**WHAT TO DO:** What the task needs is the data below, written out verbatim.

**MATERIALS PROVIDED:**
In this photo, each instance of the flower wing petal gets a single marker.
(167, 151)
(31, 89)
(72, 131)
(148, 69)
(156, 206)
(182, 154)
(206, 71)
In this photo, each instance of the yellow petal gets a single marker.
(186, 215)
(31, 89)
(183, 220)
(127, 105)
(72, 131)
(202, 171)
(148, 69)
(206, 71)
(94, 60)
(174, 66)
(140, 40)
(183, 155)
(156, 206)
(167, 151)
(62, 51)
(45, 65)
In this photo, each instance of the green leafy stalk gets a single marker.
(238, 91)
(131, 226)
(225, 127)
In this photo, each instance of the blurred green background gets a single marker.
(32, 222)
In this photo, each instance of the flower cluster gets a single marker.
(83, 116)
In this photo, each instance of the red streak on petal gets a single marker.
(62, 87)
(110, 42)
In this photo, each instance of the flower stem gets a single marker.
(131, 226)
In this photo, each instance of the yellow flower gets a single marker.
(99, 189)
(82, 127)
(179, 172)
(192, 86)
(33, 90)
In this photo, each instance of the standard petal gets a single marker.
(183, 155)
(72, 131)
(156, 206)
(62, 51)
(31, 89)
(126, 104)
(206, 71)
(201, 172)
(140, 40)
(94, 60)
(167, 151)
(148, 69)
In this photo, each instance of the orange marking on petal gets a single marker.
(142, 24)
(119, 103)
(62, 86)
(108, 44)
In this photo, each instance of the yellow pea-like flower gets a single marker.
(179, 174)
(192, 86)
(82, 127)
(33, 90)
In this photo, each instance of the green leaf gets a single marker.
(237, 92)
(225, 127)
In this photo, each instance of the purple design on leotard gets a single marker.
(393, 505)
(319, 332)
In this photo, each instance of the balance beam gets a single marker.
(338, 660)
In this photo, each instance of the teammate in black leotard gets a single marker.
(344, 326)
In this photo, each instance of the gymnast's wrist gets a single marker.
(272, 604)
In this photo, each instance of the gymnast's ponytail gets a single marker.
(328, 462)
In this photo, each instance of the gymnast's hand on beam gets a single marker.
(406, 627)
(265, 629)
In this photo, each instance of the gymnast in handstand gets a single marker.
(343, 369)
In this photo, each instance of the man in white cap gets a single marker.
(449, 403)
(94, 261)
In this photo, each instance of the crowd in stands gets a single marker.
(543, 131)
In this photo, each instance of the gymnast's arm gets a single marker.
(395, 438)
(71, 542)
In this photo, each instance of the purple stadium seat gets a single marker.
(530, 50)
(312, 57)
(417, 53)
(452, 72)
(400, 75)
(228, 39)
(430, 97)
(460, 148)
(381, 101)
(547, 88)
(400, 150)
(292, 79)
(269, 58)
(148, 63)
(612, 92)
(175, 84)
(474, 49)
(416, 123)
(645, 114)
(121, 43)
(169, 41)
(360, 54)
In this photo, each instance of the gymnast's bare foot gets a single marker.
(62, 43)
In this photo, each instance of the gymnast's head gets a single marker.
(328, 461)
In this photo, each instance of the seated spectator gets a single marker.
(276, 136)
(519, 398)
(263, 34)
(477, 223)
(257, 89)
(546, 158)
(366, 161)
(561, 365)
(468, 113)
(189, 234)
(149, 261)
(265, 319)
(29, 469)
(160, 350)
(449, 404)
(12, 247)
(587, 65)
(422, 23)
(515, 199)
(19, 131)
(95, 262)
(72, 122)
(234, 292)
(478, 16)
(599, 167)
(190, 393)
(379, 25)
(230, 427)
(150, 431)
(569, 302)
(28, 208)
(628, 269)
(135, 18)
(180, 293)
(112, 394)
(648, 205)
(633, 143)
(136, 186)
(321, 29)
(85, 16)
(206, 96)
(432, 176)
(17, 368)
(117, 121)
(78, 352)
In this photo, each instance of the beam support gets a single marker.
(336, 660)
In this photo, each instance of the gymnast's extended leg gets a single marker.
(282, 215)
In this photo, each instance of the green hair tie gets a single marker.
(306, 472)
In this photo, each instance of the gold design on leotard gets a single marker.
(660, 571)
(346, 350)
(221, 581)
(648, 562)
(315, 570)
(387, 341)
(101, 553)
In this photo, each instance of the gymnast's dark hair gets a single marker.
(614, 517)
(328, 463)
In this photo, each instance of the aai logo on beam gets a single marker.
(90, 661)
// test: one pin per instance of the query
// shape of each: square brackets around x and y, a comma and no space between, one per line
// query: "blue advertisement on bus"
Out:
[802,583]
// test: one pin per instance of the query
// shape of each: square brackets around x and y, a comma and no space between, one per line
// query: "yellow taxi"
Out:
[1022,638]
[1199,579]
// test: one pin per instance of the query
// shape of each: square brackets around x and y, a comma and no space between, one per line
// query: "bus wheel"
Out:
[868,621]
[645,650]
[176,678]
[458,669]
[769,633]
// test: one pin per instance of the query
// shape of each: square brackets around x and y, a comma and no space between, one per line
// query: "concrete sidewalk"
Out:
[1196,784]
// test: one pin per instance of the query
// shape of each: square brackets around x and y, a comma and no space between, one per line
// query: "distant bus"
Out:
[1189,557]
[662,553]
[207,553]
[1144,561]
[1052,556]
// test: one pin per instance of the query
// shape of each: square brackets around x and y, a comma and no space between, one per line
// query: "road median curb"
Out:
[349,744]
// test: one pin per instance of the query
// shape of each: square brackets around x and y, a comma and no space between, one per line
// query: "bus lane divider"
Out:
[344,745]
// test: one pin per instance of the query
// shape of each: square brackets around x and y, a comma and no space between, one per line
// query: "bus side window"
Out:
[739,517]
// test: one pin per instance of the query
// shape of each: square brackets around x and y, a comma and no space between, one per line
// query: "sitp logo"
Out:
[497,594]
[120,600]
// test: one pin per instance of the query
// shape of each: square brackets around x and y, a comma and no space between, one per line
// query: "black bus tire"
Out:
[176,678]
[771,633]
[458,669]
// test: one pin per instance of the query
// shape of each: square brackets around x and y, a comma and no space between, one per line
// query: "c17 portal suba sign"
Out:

**WRITTEN ANSWER:**
In this photo, each instance of the flower wing petal gets a single marker.
(167, 151)
(31, 89)
(72, 131)
(148, 69)
(156, 206)
(182, 154)
(206, 71)
In this photo, each instance of the yellow petal gets a single marker.
(186, 215)
(31, 89)
(183, 220)
(127, 105)
(72, 131)
(202, 171)
(148, 69)
(206, 71)
(94, 60)
(174, 66)
(140, 40)
(183, 155)
(156, 206)
(167, 151)
(62, 51)
(45, 65)
In this photo, each instance of the green leafy stalk gets a single marker.
(238, 91)
(131, 226)
(225, 127)
In this photo, each instance of the blurred green background gets a single marker.
(32, 222)
In this photo, each instance of the flower cluster gets a single marker.
(83, 116)
In this photo, each instance of the red streak on petal gets a single marker.
(62, 87)
(110, 42)
In this photo, each instance of the flower stem gets a single marker.
(131, 226)
In this photo, each instance of the yellow flower gets a single marker.
(99, 189)
(82, 127)
(179, 172)
(192, 86)
(33, 90)
In this photo, each instance of the standard petal gets a single marker.
(183, 155)
(72, 131)
(156, 206)
(62, 51)
(31, 89)
(126, 104)
(206, 71)
(201, 172)
(140, 40)
(94, 60)
(167, 151)
(148, 69)
In this photo, each instance of the orange marking on petal gets a single marker.
(142, 24)
(119, 103)
(62, 86)
(108, 44)
In this photo, each instance of the yellow pea-like flower gets a single marker.
(179, 174)
(192, 86)
(82, 127)
(33, 90)
In this photo, each instance of the green leaf gets a single marker.
(237, 92)
(225, 127)
In this photo, each instance of the purple design on leotard gets a single marker.
(393, 505)
(319, 332)
In this photo, each instance of the balance beam gets a single marker.
(338, 660)
In this photo, each instance of the teammate in black leotard gets a single marker.
(344, 326)
In this photo, each instance of the gymnast's wrist gets a single marker.
(272, 604)
In this photo, each instance of the gymnast's ponytail gets a single marker.
(328, 462)
In this photo, each instance of the gymnast's hand on beam gets a single marker.
(406, 627)
(265, 629)
In this photo, each instance of the gymnast in handstand gets a single marker.
(343, 369)
In this photo, each instance of the man in white cap gets a single marker.
(449, 403)
(94, 261)
In this photo, each instance of the crowd in stands gets a single marker.
(543, 131)
In this photo, each instance of the gymnast's arm gets a single marker.
(395, 438)
(71, 542)
In this photo, each instance of the purple stadium seat gets a single marker.
(530, 50)
(312, 57)
(417, 53)
(452, 72)
(400, 75)
(228, 39)
(430, 97)
(460, 148)
(381, 101)
(547, 88)
(400, 150)
(292, 79)
(269, 58)
(148, 63)
(612, 92)
(175, 84)
(474, 49)
(416, 123)
(645, 114)
(121, 43)
(169, 41)
(360, 54)
In this photo, each instance of the gymnast's bare foot gets a single marker.
(62, 43)
In this photo, each instance of the gymnast's head gets a single marker.
(328, 461)
In this photo, each instance of the seated spectator gets a single marker.
(276, 136)
(519, 398)
(263, 34)
(477, 223)
(257, 89)
(546, 158)
(366, 161)
(561, 365)
(468, 113)
(189, 234)
(149, 261)
(265, 319)
(29, 469)
(160, 350)
(449, 404)
(12, 247)
(587, 65)
(422, 23)
(515, 199)
(19, 131)
(95, 262)
(72, 122)
(234, 292)
(478, 16)
(599, 167)
(190, 393)
(379, 25)
(230, 427)
(150, 431)
(569, 302)
(28, 208)
(628, 269)
(135, 18)
(180, 293)
(112, 394)
(648, 205)
(633, 143)
(136, 186)
(321, 29)
(85, 16)
(206, 96)
(432, 176)
(17, 368)
(117, 121)
(78, 352)
In this photo, each instance of the beam support gets a single marker.
(336, 660)
In this photo, each instance of the gymnast's extended leg gets a single marker.
(282, 215)
In this photo, each instance of the green hair tie gets a single marker.
(306, 472)
In this photo, each instance of the gold design on leotard gets a single marker.
(660, 571)
(346, 350)
(221, 581)
(648, 562)
(315, 570)
(387, 341)
(101, 553)
In this photo, each instance of the gymnast's dark hair gets a single marker.
(614, 517)
(328, 463)
In this photo, each instance of the aai logo on beam gets a single marker.
(90, 661)
// test: one pin per instance of the query
// shape of each: square brackets around x and y, a comma and no space between, one per line
// query: "blue advertisement on bus"
Out:
[802,583]
// test: one pin per instance of the query
// shape of each: square brackets around x and y, a comma and no space between, one per line
// query: "yellow taxi"
Out:
[1022,638]
[1199,579]
// test: one pin per instance of the query
// shape of each: square brackets around x and y, a comma and no space between, one per line
// query: "bus wheel"
Out:
[868,621]
[645,650]
[176,678]
[458,669]
[769,633]
// test: one pin per instance of the query
// shape of each: square brackets around x and y, a comma and no space between, one per line
// query: "concrete sidewalk"
Out:
[1196,784]
// test: one pin per instance of the query
// shape of each: square brackets around x and y, a comma and no space between, one per line
// query: "distant bus"
Out:
[1189,557]
[662,553]
[207,553]
[1144,561]
[1052,556]
// test: one pin per instance of the query
// shape of each: square brackets around x and y, a comma and no space between, one per line
// query: "road median curb"
Out:
[349,744]
// test: one pin per instance of the query
// shape of each: square brackets around x and y, a comma and no space between, one per line
// query: "bus lane divider"
Out:
[344,745]
// test: one pin per instance of the query
// shape of each: square brackets around x and y, a comma and no space between, one per line
// query: "bus side window"
Out:
[739,517]
// test: one pin per instance of the query
// shape of each: square brackets around x and y, a comma and no space between, one per line
// query: "sitp logo"
Out:
[497,594]
[120,600]
// test: one pin per instance of the query
// shape of each: square brackets around x and y, a comma and no space between, one per line
// query: "black bus tire"
Out:
[176,678]
[771,633]
[458,669]
// test: one pin per instance of the query
// shape of each: square brackets around x and y, a comma and no space between, one per line
// query: "c17 portal suba sign"
Out:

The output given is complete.